== Problem set ==
[1] In the essay about Perth, which river runs through the city?
[2] Carry the essay about Perth forward from its last sentence.

== Quoted passage ==
▬▬▬▬▬▬▬▬▬▬
I have been visiting Australia for the last 20 years. Physically, at three million square miles, the Australian continent is over 30 times the size of the United Kingdom or Italy, yet with only a third of their population. Distances in Australia breed differences and none more so than in Perth in Western Australia where I have come to stay at Christmas every other year.

Perth is as far from Sydney on the East coast as Lisbon is from Belgrade. The tyranny of distance has separated Australians not only from each other but from nearly all the inhabitants of the globe with whom they have most in common. Australia is placed in a corner of the world where it feels no natural, spontaneous sense of identity with its neighbours, apart from New Zealand.

The environmental element too is divisive. The original, authentic Australia is the Australia of the bush and of the outback. Until this year, I had spent the duration of my stay in Perth, which I have come to love. It is a modern, gracious, sybaritic coastal city of almost two million people with the majestic Swan river running through it. It is not the largest city in Australia, but it must be one of the most civilised and thoughtfully planned in this great country.

Although individual house architecture cannot match the beauty of the (ever-diminishing) well-designed traditional houses built of golden limestone in Malta, the planning of Perth is outstanding. It is a model of good layout and land use, which makes me hang my head in shame when I allow myself momentarily to contemplate the mayhem we increasingly endure in Malta.
▬▬▬▬▬▬▬▬▬▬
== Supplied entries ==
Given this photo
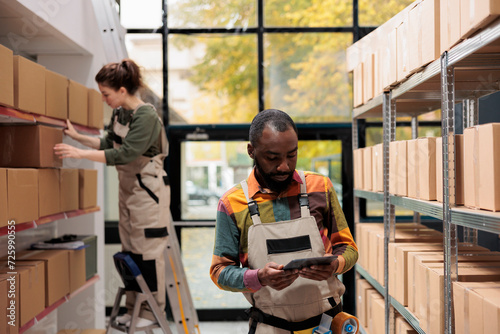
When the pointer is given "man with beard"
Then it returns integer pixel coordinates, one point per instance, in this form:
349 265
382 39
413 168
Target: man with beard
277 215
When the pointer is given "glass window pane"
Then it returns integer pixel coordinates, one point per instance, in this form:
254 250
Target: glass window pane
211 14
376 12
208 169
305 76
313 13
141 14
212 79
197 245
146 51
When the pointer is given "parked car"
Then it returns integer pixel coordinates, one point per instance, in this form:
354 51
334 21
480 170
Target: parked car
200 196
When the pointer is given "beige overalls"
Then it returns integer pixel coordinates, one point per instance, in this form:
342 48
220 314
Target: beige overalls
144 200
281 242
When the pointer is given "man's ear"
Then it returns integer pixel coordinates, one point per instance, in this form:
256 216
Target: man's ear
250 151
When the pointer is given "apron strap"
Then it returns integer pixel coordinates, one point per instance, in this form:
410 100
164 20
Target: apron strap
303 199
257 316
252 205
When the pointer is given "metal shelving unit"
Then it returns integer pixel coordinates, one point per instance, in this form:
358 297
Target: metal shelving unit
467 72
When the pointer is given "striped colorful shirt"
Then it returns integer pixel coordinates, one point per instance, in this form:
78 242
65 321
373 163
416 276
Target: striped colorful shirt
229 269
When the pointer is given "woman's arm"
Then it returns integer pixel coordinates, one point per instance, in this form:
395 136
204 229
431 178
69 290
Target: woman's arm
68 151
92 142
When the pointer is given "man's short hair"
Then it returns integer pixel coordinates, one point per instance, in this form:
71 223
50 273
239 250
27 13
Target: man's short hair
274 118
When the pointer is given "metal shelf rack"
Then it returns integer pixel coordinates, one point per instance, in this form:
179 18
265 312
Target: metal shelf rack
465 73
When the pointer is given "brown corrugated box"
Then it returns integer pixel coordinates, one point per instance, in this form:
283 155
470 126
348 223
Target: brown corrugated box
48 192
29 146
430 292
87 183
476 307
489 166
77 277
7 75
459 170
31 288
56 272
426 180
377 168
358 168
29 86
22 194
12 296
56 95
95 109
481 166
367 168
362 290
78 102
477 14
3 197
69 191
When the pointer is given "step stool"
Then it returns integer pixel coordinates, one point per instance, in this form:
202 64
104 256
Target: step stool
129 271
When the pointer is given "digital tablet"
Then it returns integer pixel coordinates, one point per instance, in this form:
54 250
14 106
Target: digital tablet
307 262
▬▬▬▬▬▬▬▬▬▬
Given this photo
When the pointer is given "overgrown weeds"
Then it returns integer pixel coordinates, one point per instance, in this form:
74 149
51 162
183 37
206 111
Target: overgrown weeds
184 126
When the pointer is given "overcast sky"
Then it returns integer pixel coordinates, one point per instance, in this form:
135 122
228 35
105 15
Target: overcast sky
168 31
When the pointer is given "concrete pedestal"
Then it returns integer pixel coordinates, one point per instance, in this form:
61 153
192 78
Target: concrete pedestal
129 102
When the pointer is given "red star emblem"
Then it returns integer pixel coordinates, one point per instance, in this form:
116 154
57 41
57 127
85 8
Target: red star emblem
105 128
▬▬▬▬▬▬▬▬▬▬
== Task-by-task results ==
[1] The Swan river.

[2]
Spacious, tree-lined streets, a road network which is uniformly laid out to the last detail and drivers who are courteous, considerate and law-abiding. Perhaps Australian adherence to the rule of law – not just in their driving habits, but also their observance of planning law and the urban landscape, where height restrictions, whether aesthetically-pleasing high-rise, medium-height modern apartments or single-storey structures in their allocated building zones, are meticulously observed – is the most striking aspect for those newly-arrived from Malta.

The Australians have never had to fight for their political freedom. They were lucky in their democratic legacy, simply going along with some well-founded British habits. The original settlers were of predominantly British and Irish stock and well over a million have come from Britain since World War II. The “new Australians” – Europeans from Malta, Italy, Greece and Yugoslavia, and now also India and China – have assimilated well.

Australia thrives from being such a friendly place. As Mark Twain said, what he met here was “English friendliness, but with the English reserve and self-consciousness left out”. That is an accurate observation. But there is more to it. The Australian personality and the Australian way of life have been created out of British stock and inherited British attitudes shaped by the harsh, yet ultimately fruitful environment of the bush and the outback.

It has been a triumph of character over matter. The Australians are genuine, full of goodwill, self-deprecating though also forthright of expression and externally blunt. They are generous, courageous and “good mates”. Like the British, they are pragmatists and love (and excel at) sport.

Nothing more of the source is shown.